Live album by Ron Carter and Richard Galliano
- Released: 1991
- Recorded: July 23, 1990
- Venue: Fnac Montparnasse, Paris, France
- Genre: Jazz
- Length: 50:43
- Label: Dreyfus Jazz FDM 36514.2
- Producer: François Lacharme, Philippe Briday

Ron Carter chronology
| Eight Plus (1982) | Panamanhattan (1991) | Ron Carter Meets Bach (1991) |

Richard Galliano chronology
| Spleen (1985) | Panamanhattan (1990) | Flyin' the Coop (1991) |

= Panamanhattan =

Panamanhattan is a live album by American bassist Ron Carter and accordionist Richard Galliano recorded in Paris in 1990 and released on the Dreyfus Jazz label.

——

* WORK TO DO
Answer these questions from the text on Panamanhattan above.
(a) At which venue was the album recorded?
(b) What is the album's total length?
(c) What instrument does Richard Galliano play?

——

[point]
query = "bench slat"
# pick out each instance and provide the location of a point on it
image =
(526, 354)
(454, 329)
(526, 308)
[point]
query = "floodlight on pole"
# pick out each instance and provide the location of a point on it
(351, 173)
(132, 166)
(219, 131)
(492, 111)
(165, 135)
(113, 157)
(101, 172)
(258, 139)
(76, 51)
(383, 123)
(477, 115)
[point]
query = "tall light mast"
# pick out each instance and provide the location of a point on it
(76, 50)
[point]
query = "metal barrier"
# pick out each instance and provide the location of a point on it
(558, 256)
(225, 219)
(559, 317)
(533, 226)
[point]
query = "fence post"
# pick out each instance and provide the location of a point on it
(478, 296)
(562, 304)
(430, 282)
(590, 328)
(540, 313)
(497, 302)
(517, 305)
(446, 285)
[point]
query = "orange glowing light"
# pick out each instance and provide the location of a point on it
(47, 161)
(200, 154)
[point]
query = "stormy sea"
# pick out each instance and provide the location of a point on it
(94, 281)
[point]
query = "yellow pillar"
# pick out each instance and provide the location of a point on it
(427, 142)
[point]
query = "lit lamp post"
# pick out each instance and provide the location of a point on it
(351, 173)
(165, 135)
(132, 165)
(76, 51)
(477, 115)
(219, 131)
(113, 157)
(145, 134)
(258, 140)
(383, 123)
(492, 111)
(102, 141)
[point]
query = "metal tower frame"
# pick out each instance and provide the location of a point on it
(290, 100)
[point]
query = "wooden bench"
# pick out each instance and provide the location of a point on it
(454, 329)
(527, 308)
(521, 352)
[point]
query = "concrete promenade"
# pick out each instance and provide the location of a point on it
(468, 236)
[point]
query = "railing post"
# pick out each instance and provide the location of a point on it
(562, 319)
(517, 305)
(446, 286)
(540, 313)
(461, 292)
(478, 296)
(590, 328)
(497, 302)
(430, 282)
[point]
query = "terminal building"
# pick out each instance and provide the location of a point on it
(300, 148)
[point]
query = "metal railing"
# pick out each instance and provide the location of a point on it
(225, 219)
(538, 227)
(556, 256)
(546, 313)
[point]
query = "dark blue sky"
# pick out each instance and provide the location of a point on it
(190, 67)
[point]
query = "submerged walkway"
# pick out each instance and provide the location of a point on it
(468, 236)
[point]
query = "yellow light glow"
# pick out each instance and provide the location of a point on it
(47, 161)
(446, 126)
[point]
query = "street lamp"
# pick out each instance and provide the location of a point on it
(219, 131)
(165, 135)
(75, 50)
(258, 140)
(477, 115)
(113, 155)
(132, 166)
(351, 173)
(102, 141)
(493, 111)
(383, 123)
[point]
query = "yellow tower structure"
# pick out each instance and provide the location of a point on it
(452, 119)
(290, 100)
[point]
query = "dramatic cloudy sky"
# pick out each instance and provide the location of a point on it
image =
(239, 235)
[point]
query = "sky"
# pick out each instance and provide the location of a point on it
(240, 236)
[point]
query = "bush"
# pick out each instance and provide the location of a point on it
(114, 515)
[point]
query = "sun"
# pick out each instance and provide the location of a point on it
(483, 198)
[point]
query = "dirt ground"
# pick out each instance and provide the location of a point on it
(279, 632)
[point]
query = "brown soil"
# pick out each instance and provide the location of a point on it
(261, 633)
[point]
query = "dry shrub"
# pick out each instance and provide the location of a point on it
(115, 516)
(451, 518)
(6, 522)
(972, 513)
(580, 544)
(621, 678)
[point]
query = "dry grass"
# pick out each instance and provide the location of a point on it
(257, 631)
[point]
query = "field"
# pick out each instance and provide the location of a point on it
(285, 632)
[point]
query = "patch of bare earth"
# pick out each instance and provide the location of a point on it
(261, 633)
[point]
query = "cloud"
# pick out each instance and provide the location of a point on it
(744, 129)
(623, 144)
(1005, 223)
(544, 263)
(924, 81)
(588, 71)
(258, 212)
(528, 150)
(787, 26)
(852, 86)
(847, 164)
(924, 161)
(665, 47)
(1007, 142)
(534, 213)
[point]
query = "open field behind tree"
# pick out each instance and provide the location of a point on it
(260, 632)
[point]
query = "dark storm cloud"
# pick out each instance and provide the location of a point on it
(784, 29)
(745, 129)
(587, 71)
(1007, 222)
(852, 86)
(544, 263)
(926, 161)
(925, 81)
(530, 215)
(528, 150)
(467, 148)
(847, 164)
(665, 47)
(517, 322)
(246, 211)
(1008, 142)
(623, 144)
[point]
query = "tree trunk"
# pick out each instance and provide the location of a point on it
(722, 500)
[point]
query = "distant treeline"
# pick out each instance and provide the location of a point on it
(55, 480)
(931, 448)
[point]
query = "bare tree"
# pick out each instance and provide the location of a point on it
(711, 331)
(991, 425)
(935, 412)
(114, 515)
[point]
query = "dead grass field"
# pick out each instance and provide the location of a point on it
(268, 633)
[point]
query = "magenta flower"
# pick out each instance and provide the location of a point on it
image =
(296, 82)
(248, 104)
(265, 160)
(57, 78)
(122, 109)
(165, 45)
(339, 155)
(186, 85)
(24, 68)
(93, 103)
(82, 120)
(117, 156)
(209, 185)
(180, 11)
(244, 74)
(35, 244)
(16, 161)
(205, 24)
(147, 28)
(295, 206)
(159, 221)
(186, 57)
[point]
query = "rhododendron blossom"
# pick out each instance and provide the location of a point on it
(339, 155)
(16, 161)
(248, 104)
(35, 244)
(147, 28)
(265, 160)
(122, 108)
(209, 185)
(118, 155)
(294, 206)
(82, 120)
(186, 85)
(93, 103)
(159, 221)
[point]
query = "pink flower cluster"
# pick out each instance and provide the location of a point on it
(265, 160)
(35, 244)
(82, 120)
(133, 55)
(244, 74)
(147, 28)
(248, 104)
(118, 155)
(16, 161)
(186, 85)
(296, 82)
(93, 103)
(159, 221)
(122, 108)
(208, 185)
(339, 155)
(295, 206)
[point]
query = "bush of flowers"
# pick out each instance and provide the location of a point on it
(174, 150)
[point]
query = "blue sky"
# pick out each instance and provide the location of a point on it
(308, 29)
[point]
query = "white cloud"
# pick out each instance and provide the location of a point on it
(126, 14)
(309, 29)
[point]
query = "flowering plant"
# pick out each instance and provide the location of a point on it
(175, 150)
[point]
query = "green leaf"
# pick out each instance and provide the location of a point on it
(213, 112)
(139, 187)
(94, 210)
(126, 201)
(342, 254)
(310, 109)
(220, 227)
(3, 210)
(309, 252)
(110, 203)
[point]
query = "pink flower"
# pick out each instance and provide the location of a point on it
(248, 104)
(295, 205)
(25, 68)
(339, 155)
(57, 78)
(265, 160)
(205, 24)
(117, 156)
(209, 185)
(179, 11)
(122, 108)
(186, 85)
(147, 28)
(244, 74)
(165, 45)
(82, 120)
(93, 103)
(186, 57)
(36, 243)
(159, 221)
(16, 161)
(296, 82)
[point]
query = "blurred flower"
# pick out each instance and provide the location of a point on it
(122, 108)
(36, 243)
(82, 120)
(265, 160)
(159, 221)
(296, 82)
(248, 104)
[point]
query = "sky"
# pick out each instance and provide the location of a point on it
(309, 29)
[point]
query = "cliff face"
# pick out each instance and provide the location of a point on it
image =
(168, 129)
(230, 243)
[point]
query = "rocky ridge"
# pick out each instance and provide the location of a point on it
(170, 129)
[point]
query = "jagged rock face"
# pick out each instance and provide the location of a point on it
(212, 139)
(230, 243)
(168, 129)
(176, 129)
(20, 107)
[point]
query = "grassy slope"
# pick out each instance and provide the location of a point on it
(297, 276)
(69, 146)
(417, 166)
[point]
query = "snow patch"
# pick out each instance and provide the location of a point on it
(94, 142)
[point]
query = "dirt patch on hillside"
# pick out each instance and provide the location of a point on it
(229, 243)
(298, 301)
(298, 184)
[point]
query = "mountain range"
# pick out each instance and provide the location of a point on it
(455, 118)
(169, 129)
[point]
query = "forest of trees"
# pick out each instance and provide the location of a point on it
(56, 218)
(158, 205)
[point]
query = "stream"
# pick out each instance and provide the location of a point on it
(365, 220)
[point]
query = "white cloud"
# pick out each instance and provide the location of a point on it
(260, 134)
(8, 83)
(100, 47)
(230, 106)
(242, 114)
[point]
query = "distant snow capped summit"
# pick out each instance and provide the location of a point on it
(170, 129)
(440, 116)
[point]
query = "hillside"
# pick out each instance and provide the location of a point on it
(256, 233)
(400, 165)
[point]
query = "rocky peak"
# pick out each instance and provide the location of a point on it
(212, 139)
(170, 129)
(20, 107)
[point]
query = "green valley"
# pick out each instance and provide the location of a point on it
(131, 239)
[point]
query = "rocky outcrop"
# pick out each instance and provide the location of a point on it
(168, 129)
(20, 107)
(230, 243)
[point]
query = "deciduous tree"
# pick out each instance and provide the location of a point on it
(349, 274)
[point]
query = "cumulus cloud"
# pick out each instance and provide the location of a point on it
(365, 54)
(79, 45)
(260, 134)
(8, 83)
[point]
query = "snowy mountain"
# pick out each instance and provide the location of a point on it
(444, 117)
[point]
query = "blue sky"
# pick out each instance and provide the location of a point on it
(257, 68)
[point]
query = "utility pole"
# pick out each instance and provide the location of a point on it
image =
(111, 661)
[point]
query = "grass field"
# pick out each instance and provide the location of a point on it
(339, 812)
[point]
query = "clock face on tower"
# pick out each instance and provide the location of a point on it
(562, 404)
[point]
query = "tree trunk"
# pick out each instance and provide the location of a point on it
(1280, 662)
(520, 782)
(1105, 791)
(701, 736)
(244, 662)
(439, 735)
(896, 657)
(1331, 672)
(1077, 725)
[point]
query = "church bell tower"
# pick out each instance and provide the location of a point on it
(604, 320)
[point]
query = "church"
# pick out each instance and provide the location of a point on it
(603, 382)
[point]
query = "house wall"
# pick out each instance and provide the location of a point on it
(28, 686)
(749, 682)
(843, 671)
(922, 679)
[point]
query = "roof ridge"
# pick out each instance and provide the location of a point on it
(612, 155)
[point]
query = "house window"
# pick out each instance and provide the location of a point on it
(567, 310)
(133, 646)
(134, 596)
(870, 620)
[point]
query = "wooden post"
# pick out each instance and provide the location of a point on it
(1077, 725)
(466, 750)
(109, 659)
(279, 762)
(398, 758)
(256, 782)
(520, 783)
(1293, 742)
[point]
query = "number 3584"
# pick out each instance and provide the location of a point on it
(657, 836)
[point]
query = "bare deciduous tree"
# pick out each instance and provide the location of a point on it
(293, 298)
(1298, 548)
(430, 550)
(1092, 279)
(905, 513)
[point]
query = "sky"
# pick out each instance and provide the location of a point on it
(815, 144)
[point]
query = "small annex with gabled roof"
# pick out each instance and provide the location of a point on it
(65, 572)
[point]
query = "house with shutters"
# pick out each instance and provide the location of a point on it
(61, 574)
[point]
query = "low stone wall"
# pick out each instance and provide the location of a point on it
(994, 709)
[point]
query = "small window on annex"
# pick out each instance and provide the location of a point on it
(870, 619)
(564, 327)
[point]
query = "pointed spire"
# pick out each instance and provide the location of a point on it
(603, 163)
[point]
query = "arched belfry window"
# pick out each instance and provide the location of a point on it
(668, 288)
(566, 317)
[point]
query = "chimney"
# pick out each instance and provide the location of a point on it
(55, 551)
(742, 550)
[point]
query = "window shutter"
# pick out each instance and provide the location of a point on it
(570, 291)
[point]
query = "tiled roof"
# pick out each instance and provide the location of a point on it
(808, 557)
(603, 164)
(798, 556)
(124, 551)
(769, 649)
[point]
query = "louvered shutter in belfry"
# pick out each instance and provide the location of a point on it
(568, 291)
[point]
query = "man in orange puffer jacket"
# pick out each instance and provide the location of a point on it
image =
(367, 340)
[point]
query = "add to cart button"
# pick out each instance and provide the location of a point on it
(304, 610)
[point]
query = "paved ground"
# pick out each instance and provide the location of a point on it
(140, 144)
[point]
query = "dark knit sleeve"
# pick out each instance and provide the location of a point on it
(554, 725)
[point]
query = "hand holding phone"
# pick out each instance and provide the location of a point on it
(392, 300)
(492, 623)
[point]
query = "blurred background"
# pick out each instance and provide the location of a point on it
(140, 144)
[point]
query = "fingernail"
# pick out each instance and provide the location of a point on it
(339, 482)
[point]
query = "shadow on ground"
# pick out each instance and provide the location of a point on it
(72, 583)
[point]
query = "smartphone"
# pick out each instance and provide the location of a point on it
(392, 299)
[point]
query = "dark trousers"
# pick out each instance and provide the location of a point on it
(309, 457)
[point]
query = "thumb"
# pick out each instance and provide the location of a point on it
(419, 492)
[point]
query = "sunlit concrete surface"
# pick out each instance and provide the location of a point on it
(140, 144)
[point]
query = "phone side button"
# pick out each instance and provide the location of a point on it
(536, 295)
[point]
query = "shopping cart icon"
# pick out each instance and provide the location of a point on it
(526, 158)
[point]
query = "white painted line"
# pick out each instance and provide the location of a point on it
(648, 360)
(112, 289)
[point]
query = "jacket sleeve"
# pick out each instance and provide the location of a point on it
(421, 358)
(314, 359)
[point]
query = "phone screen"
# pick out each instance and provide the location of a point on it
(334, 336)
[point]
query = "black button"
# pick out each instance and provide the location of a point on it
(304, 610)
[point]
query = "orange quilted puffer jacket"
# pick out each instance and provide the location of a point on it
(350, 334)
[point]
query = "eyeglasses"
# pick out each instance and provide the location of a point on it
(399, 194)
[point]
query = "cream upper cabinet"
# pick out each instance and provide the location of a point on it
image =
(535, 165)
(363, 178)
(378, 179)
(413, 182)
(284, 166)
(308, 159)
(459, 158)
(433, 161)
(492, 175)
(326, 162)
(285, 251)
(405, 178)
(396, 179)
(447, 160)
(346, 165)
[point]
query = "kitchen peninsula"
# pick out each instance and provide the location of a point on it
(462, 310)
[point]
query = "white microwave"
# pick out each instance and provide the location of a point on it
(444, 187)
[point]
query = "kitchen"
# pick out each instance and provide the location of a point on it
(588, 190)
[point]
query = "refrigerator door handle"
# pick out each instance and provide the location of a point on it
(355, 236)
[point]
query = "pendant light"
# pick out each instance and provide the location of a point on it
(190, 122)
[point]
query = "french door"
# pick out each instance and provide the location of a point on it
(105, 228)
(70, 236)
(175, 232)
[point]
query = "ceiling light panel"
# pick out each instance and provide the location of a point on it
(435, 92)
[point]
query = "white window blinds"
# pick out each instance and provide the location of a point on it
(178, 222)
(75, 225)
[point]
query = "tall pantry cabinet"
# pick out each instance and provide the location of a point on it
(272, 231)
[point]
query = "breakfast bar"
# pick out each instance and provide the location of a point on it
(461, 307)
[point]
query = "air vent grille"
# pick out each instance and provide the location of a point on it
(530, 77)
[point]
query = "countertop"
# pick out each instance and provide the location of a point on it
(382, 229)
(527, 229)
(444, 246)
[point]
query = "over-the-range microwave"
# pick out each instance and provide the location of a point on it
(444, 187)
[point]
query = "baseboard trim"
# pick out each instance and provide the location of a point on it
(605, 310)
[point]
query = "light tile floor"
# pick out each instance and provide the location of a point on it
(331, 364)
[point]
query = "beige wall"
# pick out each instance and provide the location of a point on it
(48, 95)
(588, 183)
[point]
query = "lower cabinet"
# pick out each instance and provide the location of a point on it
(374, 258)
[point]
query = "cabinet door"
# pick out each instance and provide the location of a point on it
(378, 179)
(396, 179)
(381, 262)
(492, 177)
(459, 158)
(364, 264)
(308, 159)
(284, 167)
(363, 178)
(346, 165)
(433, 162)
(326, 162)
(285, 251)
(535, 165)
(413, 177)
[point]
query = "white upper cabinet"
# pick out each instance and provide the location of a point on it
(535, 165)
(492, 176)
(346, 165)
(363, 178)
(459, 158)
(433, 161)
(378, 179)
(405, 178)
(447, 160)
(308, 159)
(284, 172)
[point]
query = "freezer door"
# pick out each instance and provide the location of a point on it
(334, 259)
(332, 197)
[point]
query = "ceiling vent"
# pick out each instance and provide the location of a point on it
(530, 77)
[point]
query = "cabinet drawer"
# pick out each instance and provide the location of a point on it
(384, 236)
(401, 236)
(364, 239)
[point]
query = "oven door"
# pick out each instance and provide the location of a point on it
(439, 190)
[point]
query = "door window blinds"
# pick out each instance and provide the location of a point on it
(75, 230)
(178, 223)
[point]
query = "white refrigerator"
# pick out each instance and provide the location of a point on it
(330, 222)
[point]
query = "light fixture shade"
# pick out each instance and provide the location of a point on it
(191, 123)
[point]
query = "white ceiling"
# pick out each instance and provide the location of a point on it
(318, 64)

——

* RESPONSE BELOW
(a) Fnac Montparnasse, Paris, France
(b) 50:43
(c) The accordion